From the listing below, count the lines that contain the string "rack", then state only that number.
*** Opening Extracted entries ***
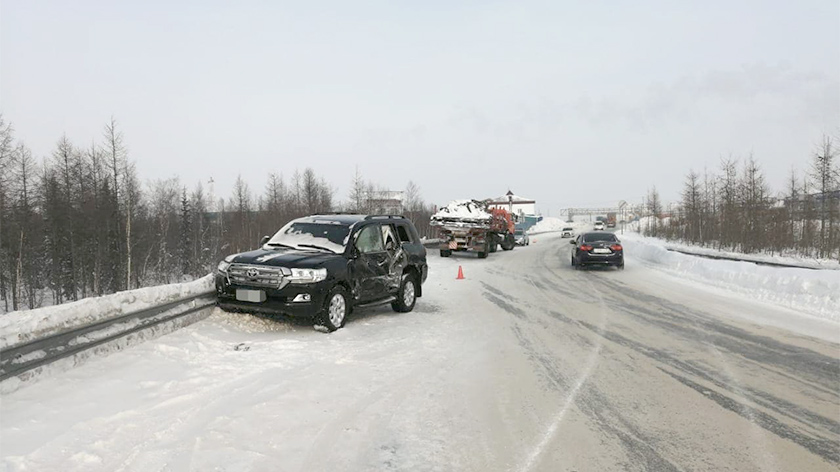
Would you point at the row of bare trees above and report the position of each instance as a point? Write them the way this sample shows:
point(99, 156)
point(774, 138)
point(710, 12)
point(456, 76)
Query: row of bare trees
point(735, 209)
point(79, 224)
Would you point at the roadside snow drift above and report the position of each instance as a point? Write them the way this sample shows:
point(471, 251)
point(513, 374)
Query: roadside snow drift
point(815, 292)
point(21, 326)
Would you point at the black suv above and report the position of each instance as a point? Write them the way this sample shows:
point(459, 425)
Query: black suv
point(322, 266)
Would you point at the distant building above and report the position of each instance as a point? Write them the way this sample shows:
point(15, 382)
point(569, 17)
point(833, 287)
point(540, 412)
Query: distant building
point(521, 206)
point(387, 201)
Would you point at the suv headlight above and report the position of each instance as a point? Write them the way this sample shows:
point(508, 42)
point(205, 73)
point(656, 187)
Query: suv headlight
point(307, 276)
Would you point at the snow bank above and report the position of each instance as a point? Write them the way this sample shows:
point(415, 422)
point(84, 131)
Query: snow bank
point(467, 209)
point(816, 292)
point(21, 326)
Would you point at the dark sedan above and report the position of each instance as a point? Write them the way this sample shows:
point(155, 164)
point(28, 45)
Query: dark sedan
point(597, 248)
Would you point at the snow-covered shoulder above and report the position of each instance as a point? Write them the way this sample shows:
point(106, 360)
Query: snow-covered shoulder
point(814, 292)
point(22, 326)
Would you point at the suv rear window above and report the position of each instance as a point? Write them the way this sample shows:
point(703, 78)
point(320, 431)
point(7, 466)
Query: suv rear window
point(593, 237)
point(405, 236)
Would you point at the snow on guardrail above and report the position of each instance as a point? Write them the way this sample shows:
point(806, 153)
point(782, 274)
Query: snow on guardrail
point(815, 292)
point(22, 326)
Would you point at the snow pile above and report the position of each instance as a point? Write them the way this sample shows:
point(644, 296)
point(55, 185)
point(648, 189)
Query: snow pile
point(463, 209)
point(813, 263)
point(816, 292)
point(21, 326)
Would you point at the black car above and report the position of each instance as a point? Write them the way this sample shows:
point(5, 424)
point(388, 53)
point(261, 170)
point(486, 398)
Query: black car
point(323, 266)
point(597, 248)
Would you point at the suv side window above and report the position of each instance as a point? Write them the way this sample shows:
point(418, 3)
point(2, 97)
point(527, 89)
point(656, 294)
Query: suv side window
point(369, 240)
point(389, 237)
point(404, 234)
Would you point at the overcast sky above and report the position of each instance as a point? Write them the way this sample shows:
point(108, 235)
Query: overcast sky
point(570, 103)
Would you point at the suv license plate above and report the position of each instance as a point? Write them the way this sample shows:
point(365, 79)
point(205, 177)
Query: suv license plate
point(253, 296)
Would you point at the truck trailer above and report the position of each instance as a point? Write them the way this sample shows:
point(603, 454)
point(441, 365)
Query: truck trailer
point(469, 225)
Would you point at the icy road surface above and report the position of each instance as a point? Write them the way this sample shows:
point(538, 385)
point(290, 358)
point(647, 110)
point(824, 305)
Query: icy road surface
point(526, 365)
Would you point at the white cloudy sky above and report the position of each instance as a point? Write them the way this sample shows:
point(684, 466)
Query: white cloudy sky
point(571, 103)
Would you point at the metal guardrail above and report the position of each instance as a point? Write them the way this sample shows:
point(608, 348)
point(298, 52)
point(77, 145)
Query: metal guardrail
point(20, 358)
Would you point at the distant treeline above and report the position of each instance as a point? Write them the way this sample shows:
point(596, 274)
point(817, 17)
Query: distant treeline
point(734, 209)
point(79, 224)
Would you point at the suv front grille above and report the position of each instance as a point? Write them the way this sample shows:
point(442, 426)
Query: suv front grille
point(256, 276)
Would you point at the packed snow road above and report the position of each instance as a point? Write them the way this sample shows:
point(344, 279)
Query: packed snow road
point(525, 365)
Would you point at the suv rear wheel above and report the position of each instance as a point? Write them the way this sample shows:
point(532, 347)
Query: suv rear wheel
point(406, 295)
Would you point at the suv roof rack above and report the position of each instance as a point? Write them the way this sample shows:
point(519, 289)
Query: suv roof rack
*** Closing Extracted entries ***
Solution for this problem ->
2